Фрагмент документа »
Существуют весьма простые тесты, определяющие подлинно федералистский характер программы. Первое - принимает ли сообщество решения, затрагивающее его интересы? Местные школы должны управляться местными жителями, а не национальным или даже городским правительством. Европейский же опыт свидетельствует о тенденции подчинить даже неправительственные школы правительственным стандартам.

Второе - построена ли программа как простой возврат денег, собранных высшими инстанциями, или она возвращает подлинную власть, включая право собирать налоги, областям и местным сообществам?

Третье - проводится ли федералистский принцип невзирая на политические предпочтения? В любом случае местное сообщество вправе диктовать свои собственные правила, и тот, кому они на нравятся, может поискать сообщество более себе по вкусу. Однако он ни в коем случае не обратится к помощи общенациональных инстанций.

Либеральный универсализм в конечном счете пришел к тому, что стал всему миру навязывать свою систему ценностей, фактически ставя частные проблемы повседневной жизни под юрисдикцию ООН. Федералистская позиция выражается в нейтральности. Индивидуумы и социальные группы не могут претендовать на знание того, что лучше для других; подобная привилегия принадлежит только членам данного сообщества: "Мне может не нравиться ношение чадры мусульманскими женщинами в Иране или русские колхозы, но покуда я не являюсь членом этих обществ, я не вправе навязывать свои взгляды и вмешиваться"(2, с.35).

"Величайшая ирония истории состоит в том, что распространение федералистской идеи во всем мире совпало с ее упадком в США - стране, доказавшей ее ценность для человечества", - писал Ф.Морли в 1959 г. (2, с.36). С тех пор эта тенденция только усилилась: сегодня, например, кампания за федеральное устройство Ита-

лии совпала с укреплением центральной правительственной власти в Вашингтоне.

Другая определяющая черта федерализма - субсидиарность: в соответствии с ней только те функции, которые не могут быть достаточно эффективно осуществлены на нижележащем уровне, подпадают под юрисдикцию вышележащего уровня. Таков принцип, заложенный в 10-ю поправку Американской Конституции. В статье "Федерализм и субсидиарность" Томас Хэглин рассматривает недостатки этого принципа с социал-демократической точки зрения. Первым из них, на его взгляд, является происхождение субсидиарности из католической доктрины, "реакционной" по определению. Возражая ему, Пикконе и Ульмен замечают, что принцип субсидиарности относится к наиболее просвещенным установлениям католической церкви - института, в течение 2 тыс. лет оказывавшего определяющее воздействие на западную цивилизацию.

Сохранённые записи »

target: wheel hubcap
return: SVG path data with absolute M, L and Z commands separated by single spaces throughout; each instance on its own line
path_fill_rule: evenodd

---

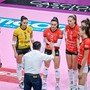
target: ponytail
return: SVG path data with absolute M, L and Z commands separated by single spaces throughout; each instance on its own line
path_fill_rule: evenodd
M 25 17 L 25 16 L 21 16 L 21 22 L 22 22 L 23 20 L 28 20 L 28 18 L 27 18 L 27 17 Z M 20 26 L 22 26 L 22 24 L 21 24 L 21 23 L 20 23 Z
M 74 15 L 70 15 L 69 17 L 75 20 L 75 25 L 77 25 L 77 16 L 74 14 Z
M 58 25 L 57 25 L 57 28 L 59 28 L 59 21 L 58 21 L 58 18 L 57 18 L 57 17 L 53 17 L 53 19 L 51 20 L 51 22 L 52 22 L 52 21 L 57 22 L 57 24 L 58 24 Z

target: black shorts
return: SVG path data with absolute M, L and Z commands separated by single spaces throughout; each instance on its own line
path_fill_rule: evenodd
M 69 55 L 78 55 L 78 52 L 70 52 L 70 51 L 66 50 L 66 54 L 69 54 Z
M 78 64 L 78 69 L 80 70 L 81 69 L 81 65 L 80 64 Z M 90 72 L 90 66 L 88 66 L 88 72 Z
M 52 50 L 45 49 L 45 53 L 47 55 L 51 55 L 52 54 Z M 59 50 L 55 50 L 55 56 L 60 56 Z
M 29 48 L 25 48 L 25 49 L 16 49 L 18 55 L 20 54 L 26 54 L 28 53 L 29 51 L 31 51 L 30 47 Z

Что сделать »
- 1) Повторите слово в слово часть фрагмента документа о федерализме, начиная с «Второе - построена» и заканчивая «и местным сообществам?» включительно.
- 2) Сколько строк листинга содержат слово «target» с учётом регистра? Ответьте только числом.

Ответы к упражнению »
- 1)
Второе - построена ли программа как простой возврат денег, собранных высшими инстанциями, или она возвращает подлинную власть, включая право собирать налоги, областям и местным сообществам?

- 2) 3